REQUIRED WORK -> Put every line of the rows below into a Markdown table with two columns, No. and Line. Number the lines in order, skip blank lines, and leave the pictures out.

____ THE RECORDS

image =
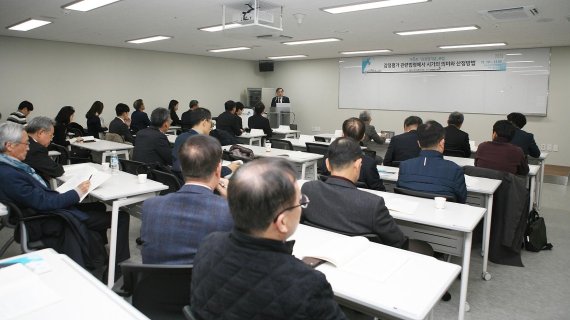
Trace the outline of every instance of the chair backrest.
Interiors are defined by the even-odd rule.
[[[130,174],[137,175],[141,173],[148,173],[146,172],[146,165],[140,161],[119,158],[119,165],[121,166],[122,171]]]
[[[153,169],[151,173],[151,179],[168,186],[168,189],[161,191],[160,195],[176,192],[182,187],[180,180],[172,173]]]
[[[394,187],[394,193],[405,194],[408,196],[414,196],[414,197],[426,198],[426,199],[433,199],[435,197],[444,197],[445,200],[447,200],[449,202],[457,202],[457,199],[455,198],[455,196],[437,194],[437,193],[432,193],[432,192],[416,191],[416,190],[405,189],[405,188],[400,188],[400,187]]]
[[[315,137],[315,140],[316,140],[316,138],[317,137]],[[327,152],[329,150],[328,145],[319,144],[319,143],[305,142],[305,146],[307,147],[307,152],[322,154],[323,156],[325,156],[325,158],[326,158]],[[317,161],[318,173],[326,173],[327,172],[327,166],[325,164],[325,158]]]
[[[151,319],[185,319],[192,265],[121,263],[123,288],[132,305]]]
[[[107,141],[113,141],[113,142],[120,142],[120,143],[124,143],[125,139],[123,139],[123,137],[118,134],[118,133],[111,133],[111,132],[107,132],[105,133],[105,140]]]
[[[323,227],[323,226],[315,224],[315,223],[313,223],[307,219],[304,219],[303,221],[301,221],[301,223],[304,225],[307,225],[309,227],[314,227],[314,228],[319,228],[319,229],[323,229],[323,230],[327,230],[327,231],[331,231],[331,232],[335,232],[335,233],[340,233],[340,234],[343,234],[345,236],[350,236],[350,237],[360,236],[360,237],[365,237],[370,242],[375,242],[375,243],[380,243],[380,244],[382,243],[380,236],[378,236],[375,233],[350,233],[350,232],[339,231],[339,230]]]
[[[283,150],[293,150],[293,144],[291,141],[280,140],[280,139],[270,139],[271,147]]]

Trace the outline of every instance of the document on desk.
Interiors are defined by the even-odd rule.
[[[0,269],[0,319],[14,319],[61,300],[21,263]]]
[[[86,194],[83,195],[83,197],[81,197],[79,200],[80,202],[83,201],[83,199],[85,199],[85,197],[87,197],[91,191],[95,190],[97,187],[111,178],[111,175],[109,173],[99,171],[89,165],[74,167],[71,170],[67,170],[64,175],[69,176],[69,180],[67,180],[64,184],[56,189],[56,191],[59,193],[65,193],[69,190],[73,190],[83,181],[89,180],[91,182],[89,190]]]

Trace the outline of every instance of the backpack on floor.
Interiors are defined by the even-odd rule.
[[[524,247],[527,251],[538,252],[551,250],[552,244],[546,238],[546,224],[544,218],[533,208],[528,215],[528,224],[524,235]]]

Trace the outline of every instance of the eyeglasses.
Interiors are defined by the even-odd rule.
[[[307,197],[307,196],[304,195],[304,194],[301,194],[301,199],[299,200],[299,204],[298,204],[298,205],[291,206],[291,207],[288,207],[288,208],[285,208],[285,209],[283,209],[282,211],[280,211],[278,214],[275,215],[275,218],[273,218],[273,222],[274,222],[274,223],[277,222],[277,218],[279,218],[279,216],[280,216],[283,212],[289,211],[289,210],[292,210],[292,209],[295,209],[295,208],[297,208],[297,207],[301,207],[302,209],[305,209],[305,208],[307,208],[307,206],[309,206],[309,203],[310,203],[310,202],[311,202],[311,201],[309,200],[309,197]]]

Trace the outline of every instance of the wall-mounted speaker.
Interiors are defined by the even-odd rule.
[[[259,61],[259,72],[272,72],[273,61]]]

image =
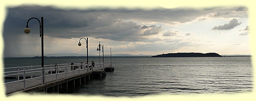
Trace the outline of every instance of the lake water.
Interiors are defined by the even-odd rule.
[[[102,58],[101,61],[102,61]],[[99,61],[89,58],[89,61]],[[40,65],[41,59],[5,59],[5,66]],[[76,88],[72,94],[136,97],[159,94],[251,92],[250,57],[112,57],[115,71]],[[104,58],[104,61],[110,61]],[[45,65],[80,62],[86,58],[45,58]]]

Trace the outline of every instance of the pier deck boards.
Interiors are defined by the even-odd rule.
[[[94,71],[101,71],[100,70],[96,70],[93,69]],[[26,90],[23,90],[24,87],[24,82],[23,81],[20,81],[12,83],[7,83],[5,84],[6,87],[6,94],[7,95],[12,93],[16,92],[23,91],[26,91],[30,88],[36,87],[43,86],[44,85],[47,85],[51,82],[56,81],[57,80],[56,76],[58,78],[58,80],[65,79],[70,77],[75,77],[76,76],[81,74],[89,74],[93,73],[91,70],[89,70],[90,71],[87,71],[87,69],[82,69],[76,70],[74,71],[74,76],[73,76],[73,71],[69,71],[66,72],[67,76],[66,78],[66,72],[63,72],[58,73],[57,76],[56,74],[53,74],[50,75],[46,75],[46,83],[42,84],[41,77],[36,78],[32,78],[30,79],[26,80]],[[80,74],[79,74],[79,72]]]

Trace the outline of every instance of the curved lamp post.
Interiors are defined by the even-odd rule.
[[[103,51],[103,45],[100,45],[100,42],[99,42],[99,46],[97,48],[97,51],[100,52],[100,46],[102,47],[102,62],[104,62],[104,51]]]
[[[43,17],[41,17],[41,21],[40,21],[39,19],[36,18],[31,18],[29,19],[27,21],[27,26],[24,29],[24,32],[28,34],[30,32],[30,28],[28,27],[28,22],[30,20],[32,19],[36,19],[39,22],[39,29],[40,30],[40,36],[41,37],[41,49],[42,49],[42,63],[41,64],[41,67],[43,69],[43,74],[44,74],[44,67],[43,65]],[[44,78],[45,77],[43,76],[43,83],[45,84],[45,79]]]
[[[86,39],[87,39],[87,40],[86,40],[85,38],[81,38],[81,39],[80,39],[80,40],[79,40],[79,43],[78,43],[78,46],[80,46],[81,45],[82,45],[82,44],[81,44],[81,43],[80,42],[80,41],[81,40],[81,39],[85,39],[85,41],[86,41],[86,51],[87,53],[86,54],[87,54],[87,64],[88,64],[88,38],[86,38]],[[88,65],[88,64],[87,64]],[[89,67],[88,66],[88,67]]]

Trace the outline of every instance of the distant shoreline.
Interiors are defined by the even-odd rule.
[[[177,53],[163,54],[155,55],[151,57],[222,57],[222,55],[215,53]]]
[[[222,55],[223,57],[251,57],[251,55]],[[224,57],[225,56],[225,57]],[[147,55],[147,56],[129,56],[129,55],[124,55],[124,56],[112,56],[112,58],[129,58],[129,57],[152,57],[152,55]],[[86,56],[49,56],[45,57],[45,58],[86,58]],[[98,58],[99,56],[89,56],[89,58]],[[102,57],[102,56],[100,56],[100,57]],[[110,58],[110,56],[104,56],[104,58]],[[4,59],[7,58],[39,58],[41,59],[41,57],[5,57],[3,58]]]

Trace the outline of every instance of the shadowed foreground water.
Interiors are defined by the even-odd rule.
[[[105,61],[109,60],[104,58]],[[46,59],[45,62],[53,64],[69,62],[71,59],[86,61],[83,58],[61,59]],[[98,59],[90,59],[89,61],[97,61]],[[237,93],[251,92],[253,89],[253,68],[249,57],[127,57],[112,59],[115,71],[107,72],[107,77],[103,80],[91,80],[67,93],[135,97],[161,94]],[[7,66],[8,64],[5,64]]]

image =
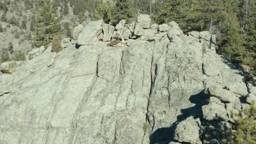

________

WRITTEN RESPONSE ->
| No. | Line |
|---|---|
| 1 | image = |
| 2 | Trace the outline of every instance of the chair backrest. |
| 3 | Interiors are defined by the even-odd rule. |
| 4 | [[[130,174],[137,175],[141,173],[148,173],[146,172],[146,165],[140,161],[119,158],[119,165],[121,166],[122,171]]] |
| 5 | [[[153,169],[151,173],[151,179],[168,186],[168,189],[161,191],[160,195],[176,192],[182,187],[180,180],[172,173]]] |
| 6 | [[[394,187],[394,193],[405,194],[408,196],[414,196],[414,197],[426,198],[426,199],[433,199],[435,197],[444,197],[445,200],[447,200],[449,202],[457,202],[457,199],[455,198],[455,196],[437,194],[437,193],[432,193],[432,192],[416,191],[416,190],[405,189],[405,188],[400,188],[400,187]]] |
| 7 | [[[315,137],[315,140],[316,140],[316,138],[317,137]],[[327,152],[329,150],[328,145],[319,144],[319,143],[305,142],[305,146],[307,147],[307,152],[322,154],[323,156],[325,156],[325,158],[326,158]],[[317,161],[318,173],[326,173],[327,172],[327,166],[325,164],[325,158]]] |
| 8 | [[[151,319],[185,319],[192,265],[121,263],[123,288],[132,305]]] |
| 9 | [[[107,141],[113,141],[113,142],[120,142],[120,143],[124,143],[125,139],[123,139],[123,137],[118,134],[118,133],[111,133],[111,132],[107,132],[105,133],[105,140]]] |
| 10 | [[[323,227],[323,226],[315,224],[315,223],[313,223],[307,219],[304,219],[303,221],[301,221],[301,223],[304,225],[307,225],[309,227],[314,227],[314,228],[319,228],[319,229],[323,229],[323,230],[327,230],[327,231],[331,231],[331,232],[335,232],[335,233],[340,233],[340,234],[343,234],[345,236],[350,236],[350,237],[360,236],[360,237],[365,237],[370,242],[375,242],[375,243],[380,243],[380,244],[382,243],[380,236],[378,236],[375,233],[350,233],[350,232],[339,231],[339,230]]] |
| 11 | [[[283,150],[293,150],[293,144],[291,141],[280,140],[280,139],[270,139],[271,147]]] |
| 12 | Trace the outline of every instance of the document on desk. |
| 13 | Interiors are defined by the even-odd rule. |
| 14 | [[[0,269],[0,319],[14,319],[61,300],[21,263]]] |
| 15 | [[[86,194],[83,195],[83,197],[81,197],[79,200],[80,202],[83,201],[83,199],[85,199],[85,197],[87,197],[91,191],[95,190],[97,187],[111,178],[111,175],[109,173],[99,171],[89,165],[74,167],[71,170],[67,170],[64,175],[69,176],[69,180],[67,180],[64,184],[56,189],[56,191],[59,193],[65,193],[69,190],[73,190],[83,181],[89,180],[91,182],[89,190]]] |
| 16 | Trace the outline of every instance of the backpack on floor. |
| 17 | Interiors are defined by the even-odd rule. |
| 18 | [[[524,247],[527,251],[538,252],[551,250],[552,244],[546,238],[546,224],[544,218],[533,208],[528,215],[528,224],[524,235]]] |
| 19 | Trace the outline of every instance of the eyeglasses. |
| 20 | Interiors are defined by the even-odd rule. |
| 21 | [[[307,197],[307,196],[304,195],[304,194],[301,194],[301,199],[299,200],[299,204],[298,204],[298,205],[291,206],[291,207],[288,207],[288,208],[285,208],[285,209],[283,209],[282,211],[280,211],[278,214],[275,215],[275,218],[273,218],[273,222],[274,222],[274,223],[277,222],[277,218],[279,218],[279,216],[280,216],[283,212],[289,211],[289,210],[292,210],[292,209],[295,209],[295,208],[297,208],[297,207],[301,207],[302,209],[305,209],[305,208],[307,208],[307,206],[309,206],[309,203],[310,203],[310,202],[311,202],[311,201],[309,200],[309,197]]] |
| 22 | Trace the outline of every instance of the wall-mounted speaker. |
| 23 | Interiors are defined by the even-odd rule. |
| 24 | [[[259,61],[259,72],[272,72],[273,61]]] |
| 25 | image = |
| 26 | Trace the outline of every instance of the lake water. |
| 27 | Interiors are defined by the even-odd rule. |
| 28 | [[[102,58],[101,61],[102,61]],[[99,61],[89,58],[89,61]],[[40,65],[41,59],[5,59],[5,66]],[[76,88],[72,94],[136,97],[159,94],[251,92],[250,57],[112,57],[115,71]],[[104,58],[104,61],[110,61]],[[45,65],[80,62],[86,58],[45,58]]] |
| 29 | Trace the outline of every instance of the pier deck boards. |
| 30 | Interiors are defined by the even-odd rule. |
| 31 | [[[94,71],[101,71],[100,70],[96,70],[93,69]],[[26,90],[23,90],[24,87],[24,82],[23,81],[20,81],[12,83],[7,83],[5,84],[6,87],[6,94],[7,95],[12,93],[16,92],[23,91],[26,91],[30,88],[36,87],[43,86],[44,85],[47,85],[51,82],[56,81],[57,80],[56,76],[58,78],[58,80],[65,79],[70,77],[75,77],[76,76],[81,74],[89,74],[93,73],[91,70],[89,70],[90,71],[87,71],[87,69],[82,69],[76,70],[74,71],[74,76],[73,76],[73,71],[69,71],[66,72],[67,76],[66,78],[66,72],[63,72],[58,73],[57,76],[56,74],[53,74],[50,75],[46,75],[46,83],[42,84],[41,77],[36,78],[32,78],[30,79],[26,80]],[[80,74],[79,74],[79,72]]] |
| 32 | Trace the outline of every instance of the curved lamp post. |
| 33 | Interiors are defined by the even-odd rule. |
| 34 | [[[103,51],[103,45],[100,45],[100,42],[99,42],[99,46],[97,48],[97,51],[100,52],[100,46],[102,47],[102,62],[104,62],[104,51]]] |
| 35 | [[[43,17],[41,17],[41,21],[40,21],[39,19],[36,18],[31,18],[29,19],[27,21],[27,26],[24,29],[24,32],[28,34],[30,32],[30,28],[28,27],[28,22],[30,20],[32,19],[36,19],[39,22],[39,29],[40,30],[40,36],[41,37],[41,49],[42,49],[42,63],[41,64],[41,67],[43,69],[43,74],[44,74],[44,67],[43,65]],[[44,78],[45,77],[43,76],[43,83],[45,84],[45,79]]] |
| 36 | [[[86,39],[87,39],[87,40],[86,40],[85,38],[81,38],[81,39],[80,39],[80,40],[79,40],[79,43],[78,43],[78,46],[80,46],[81,45],[82,45],[82,44],[81,44],[81,43],[80,42],[80,41],[81,40],[81,39],[85,39],[85,41],[86,41],[86,51],[87,53],[86,54],[87,54],[87,64],[88,64],[88,38],[86,38]],[[88,65],[88,64],[87,64]],[[89,67],[88,66],[88,67]]] |
| 37 | Trace the outline of every instance of the distant shoreline. |
| 38 | Interiors are defined by the even-odd rule. |
| 39 | [[[177,53],[163,54],[155,55],[151,57],[222,57],[222,55],[215,53]]] |
| 40 | [[[222,55],[223,57],[251,57],[251,55]],[[224,57],[225,56],[225,57]],[[147,55],[147,56],[129,56],[129,55],[124,55],[124,56],[112,56],[112,58],[129,58],[129,57],[152,57],[152,55]],[[86,56],[49,56],[45,57],[45,58],[86,58]],[[98,58],[99,56],[89,56],[89,58]],[[102,57],[102,56],[100,56],[100,57]],[[110,58],[110,56],[104,56],[104,58]],[[4,59],[7,58],[39,58],[41,59],[41,57],[5,57],[3,58]]] |
| 41 | Trace the outline of every instance of the shadowed foreground water. |
| 42 | Interiors are defined by the even-odd rule. |
| 43 | [[[105,61],[109,60],[104,58]],[[46,59],[45,62],[53,64],[69,62],[71,59],[86,61],[83,58],[61,59]],[[98,59],[90,59],[89,61],[97,61]],[[237,93],[251,92],[253,89],[253,68],[249,57],[127,57],[112,59],[115,71],[107,72],[107,77],[103,80],[91,80],[67,93],[135,97],[161,94]],[[7,66],[8,64],[5,64]]] |
| 44 | image = |